Records from a point labeling set
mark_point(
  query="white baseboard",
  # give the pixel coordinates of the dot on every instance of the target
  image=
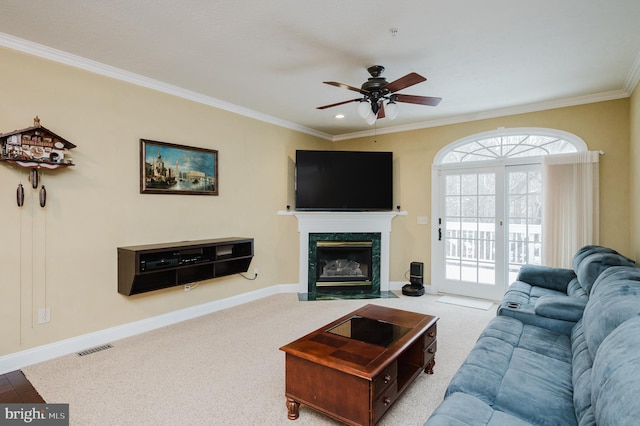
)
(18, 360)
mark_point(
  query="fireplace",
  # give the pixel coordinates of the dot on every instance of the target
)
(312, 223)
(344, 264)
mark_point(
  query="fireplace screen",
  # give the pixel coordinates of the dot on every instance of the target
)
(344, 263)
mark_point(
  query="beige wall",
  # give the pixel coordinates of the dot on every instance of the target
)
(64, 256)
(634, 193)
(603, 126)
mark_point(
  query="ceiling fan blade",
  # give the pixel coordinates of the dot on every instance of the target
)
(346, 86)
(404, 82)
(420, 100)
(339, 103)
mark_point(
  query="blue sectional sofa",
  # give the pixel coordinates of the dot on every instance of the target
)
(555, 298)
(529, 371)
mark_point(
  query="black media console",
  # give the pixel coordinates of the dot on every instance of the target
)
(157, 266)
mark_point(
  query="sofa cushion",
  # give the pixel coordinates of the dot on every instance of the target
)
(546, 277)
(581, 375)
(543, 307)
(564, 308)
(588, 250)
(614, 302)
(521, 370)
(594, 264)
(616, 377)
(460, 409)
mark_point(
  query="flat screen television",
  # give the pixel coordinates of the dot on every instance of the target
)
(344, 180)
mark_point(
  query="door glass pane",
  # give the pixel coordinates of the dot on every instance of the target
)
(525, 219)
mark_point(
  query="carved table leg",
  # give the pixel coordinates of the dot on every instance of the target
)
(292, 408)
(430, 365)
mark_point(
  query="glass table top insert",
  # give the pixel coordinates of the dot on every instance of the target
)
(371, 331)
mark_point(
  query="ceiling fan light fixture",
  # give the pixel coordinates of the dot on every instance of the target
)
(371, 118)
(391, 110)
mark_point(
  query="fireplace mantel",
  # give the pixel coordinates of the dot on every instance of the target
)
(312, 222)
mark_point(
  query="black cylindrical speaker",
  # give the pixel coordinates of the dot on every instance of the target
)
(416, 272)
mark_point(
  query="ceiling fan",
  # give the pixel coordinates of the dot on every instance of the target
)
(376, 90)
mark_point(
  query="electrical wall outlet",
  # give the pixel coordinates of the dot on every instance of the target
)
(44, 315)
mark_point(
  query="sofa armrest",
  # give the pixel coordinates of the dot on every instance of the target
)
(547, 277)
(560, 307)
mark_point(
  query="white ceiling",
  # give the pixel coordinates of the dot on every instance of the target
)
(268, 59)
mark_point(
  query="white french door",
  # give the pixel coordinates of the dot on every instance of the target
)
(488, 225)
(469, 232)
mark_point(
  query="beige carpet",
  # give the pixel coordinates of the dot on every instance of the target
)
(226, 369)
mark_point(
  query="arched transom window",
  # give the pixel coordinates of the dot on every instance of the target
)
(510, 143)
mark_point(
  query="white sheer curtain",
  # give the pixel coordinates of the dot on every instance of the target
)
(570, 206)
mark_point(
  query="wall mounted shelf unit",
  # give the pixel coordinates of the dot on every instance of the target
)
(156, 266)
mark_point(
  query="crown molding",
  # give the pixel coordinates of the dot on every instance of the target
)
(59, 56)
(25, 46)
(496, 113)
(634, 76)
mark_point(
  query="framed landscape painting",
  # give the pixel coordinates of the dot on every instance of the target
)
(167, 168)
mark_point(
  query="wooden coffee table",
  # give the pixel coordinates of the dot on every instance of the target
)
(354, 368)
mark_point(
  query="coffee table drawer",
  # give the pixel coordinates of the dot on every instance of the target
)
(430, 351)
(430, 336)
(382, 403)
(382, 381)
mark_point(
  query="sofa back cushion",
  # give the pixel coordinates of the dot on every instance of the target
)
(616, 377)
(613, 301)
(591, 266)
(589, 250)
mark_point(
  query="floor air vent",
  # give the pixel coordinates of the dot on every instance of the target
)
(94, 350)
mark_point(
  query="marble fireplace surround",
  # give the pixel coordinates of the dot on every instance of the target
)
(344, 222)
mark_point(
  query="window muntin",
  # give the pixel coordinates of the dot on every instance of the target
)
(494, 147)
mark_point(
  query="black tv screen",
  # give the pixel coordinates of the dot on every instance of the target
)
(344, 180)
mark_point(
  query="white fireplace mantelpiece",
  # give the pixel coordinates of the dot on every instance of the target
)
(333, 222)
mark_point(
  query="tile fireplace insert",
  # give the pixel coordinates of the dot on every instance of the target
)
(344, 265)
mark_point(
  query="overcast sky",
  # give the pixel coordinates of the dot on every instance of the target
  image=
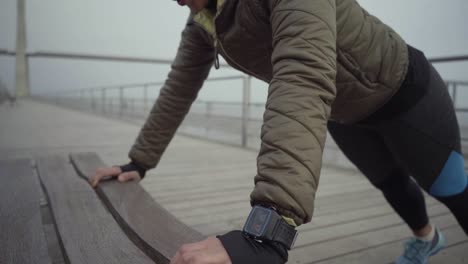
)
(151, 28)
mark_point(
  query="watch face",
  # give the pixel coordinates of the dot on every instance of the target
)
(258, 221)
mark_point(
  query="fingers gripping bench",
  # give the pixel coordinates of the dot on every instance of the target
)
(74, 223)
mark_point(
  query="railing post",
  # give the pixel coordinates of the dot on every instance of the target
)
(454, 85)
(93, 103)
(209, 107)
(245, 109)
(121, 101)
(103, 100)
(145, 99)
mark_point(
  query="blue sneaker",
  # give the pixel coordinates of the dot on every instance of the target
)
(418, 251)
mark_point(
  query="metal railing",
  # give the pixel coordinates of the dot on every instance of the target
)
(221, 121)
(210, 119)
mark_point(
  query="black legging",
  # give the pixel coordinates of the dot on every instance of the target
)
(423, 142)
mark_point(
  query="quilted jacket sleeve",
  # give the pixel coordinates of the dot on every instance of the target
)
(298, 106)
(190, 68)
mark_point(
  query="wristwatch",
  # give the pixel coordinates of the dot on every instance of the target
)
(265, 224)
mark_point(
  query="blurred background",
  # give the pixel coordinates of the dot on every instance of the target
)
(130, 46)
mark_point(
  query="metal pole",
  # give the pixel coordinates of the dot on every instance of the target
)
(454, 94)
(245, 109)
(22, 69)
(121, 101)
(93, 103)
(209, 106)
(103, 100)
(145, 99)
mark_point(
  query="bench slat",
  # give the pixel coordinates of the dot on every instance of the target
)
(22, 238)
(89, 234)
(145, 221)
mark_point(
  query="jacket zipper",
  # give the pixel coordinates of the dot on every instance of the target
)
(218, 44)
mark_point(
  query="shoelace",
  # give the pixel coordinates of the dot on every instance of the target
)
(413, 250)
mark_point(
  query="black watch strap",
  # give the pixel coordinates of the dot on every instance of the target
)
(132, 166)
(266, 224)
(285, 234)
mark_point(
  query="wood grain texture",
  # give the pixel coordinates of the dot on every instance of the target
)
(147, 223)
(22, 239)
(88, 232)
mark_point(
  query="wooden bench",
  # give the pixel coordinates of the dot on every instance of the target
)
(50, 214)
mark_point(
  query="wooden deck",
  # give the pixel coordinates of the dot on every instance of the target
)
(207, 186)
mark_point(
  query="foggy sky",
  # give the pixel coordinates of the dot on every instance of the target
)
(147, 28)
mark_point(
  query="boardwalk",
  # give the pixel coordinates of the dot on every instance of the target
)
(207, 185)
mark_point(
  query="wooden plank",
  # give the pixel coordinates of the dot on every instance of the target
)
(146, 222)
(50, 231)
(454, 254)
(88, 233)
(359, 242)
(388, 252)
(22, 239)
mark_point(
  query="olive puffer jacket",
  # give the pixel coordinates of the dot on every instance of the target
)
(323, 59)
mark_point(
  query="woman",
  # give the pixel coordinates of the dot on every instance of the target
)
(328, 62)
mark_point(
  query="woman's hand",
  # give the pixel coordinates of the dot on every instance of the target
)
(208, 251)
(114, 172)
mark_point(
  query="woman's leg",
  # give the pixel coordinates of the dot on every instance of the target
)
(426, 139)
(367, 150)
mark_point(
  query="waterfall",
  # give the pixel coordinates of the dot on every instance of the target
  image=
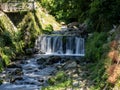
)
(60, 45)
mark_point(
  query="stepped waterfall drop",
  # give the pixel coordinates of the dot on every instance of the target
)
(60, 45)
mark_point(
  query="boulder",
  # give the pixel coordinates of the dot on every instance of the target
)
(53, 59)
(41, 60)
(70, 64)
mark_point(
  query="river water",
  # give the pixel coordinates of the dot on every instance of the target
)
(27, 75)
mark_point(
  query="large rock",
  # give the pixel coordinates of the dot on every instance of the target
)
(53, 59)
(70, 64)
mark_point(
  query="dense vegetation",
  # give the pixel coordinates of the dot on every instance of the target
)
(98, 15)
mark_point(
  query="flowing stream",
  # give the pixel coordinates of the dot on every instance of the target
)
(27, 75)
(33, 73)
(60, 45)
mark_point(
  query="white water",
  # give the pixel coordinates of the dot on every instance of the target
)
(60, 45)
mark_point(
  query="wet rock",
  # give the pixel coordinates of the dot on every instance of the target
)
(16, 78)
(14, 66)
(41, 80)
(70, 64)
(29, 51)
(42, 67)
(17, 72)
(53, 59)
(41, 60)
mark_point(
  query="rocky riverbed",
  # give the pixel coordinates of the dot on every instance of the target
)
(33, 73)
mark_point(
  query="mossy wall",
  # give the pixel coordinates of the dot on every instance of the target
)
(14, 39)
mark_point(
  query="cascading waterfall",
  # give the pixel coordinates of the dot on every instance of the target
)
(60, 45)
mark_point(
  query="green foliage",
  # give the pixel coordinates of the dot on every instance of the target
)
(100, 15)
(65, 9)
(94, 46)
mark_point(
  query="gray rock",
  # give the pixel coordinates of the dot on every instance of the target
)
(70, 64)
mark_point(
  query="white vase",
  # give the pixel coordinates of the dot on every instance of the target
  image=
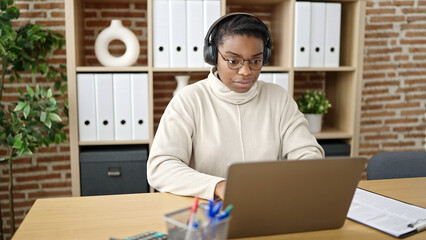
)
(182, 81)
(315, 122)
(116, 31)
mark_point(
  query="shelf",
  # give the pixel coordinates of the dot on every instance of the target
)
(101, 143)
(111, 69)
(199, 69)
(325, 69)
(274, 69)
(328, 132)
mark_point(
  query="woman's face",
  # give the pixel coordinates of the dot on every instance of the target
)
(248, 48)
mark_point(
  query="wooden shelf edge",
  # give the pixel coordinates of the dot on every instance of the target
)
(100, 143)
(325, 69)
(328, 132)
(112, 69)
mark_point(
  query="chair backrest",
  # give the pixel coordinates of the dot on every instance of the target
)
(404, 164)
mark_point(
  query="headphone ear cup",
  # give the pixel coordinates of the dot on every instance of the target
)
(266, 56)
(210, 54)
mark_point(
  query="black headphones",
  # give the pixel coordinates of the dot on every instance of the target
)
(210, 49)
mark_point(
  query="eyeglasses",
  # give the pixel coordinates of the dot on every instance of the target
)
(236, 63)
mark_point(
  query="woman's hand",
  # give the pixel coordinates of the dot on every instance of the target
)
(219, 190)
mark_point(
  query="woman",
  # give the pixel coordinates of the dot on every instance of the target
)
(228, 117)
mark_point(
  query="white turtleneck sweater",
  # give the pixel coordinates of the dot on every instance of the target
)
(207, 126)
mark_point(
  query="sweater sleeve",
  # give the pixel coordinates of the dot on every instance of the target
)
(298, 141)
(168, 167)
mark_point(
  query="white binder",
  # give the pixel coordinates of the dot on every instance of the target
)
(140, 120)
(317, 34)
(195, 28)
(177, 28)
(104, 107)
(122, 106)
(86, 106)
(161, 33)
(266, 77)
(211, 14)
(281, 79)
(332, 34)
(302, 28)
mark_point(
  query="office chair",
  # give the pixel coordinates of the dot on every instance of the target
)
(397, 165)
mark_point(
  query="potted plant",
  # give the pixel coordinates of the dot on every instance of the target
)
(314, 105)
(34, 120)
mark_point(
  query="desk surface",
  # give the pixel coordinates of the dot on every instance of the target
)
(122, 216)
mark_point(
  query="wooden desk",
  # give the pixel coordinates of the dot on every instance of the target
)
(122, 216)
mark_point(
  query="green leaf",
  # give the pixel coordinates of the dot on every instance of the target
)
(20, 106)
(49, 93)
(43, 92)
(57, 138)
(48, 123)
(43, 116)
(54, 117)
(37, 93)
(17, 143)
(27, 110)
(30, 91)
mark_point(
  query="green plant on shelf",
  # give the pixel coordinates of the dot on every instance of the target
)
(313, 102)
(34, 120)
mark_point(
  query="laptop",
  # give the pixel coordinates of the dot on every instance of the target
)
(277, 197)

▸ **WORK INSTRUCTIONS**
Please collect every line above that holds the word "cushion", treating case as significant.

▸ **ANSWER TO THIS TASK**
  query="sofa cushion",
  query="sofa back cushion",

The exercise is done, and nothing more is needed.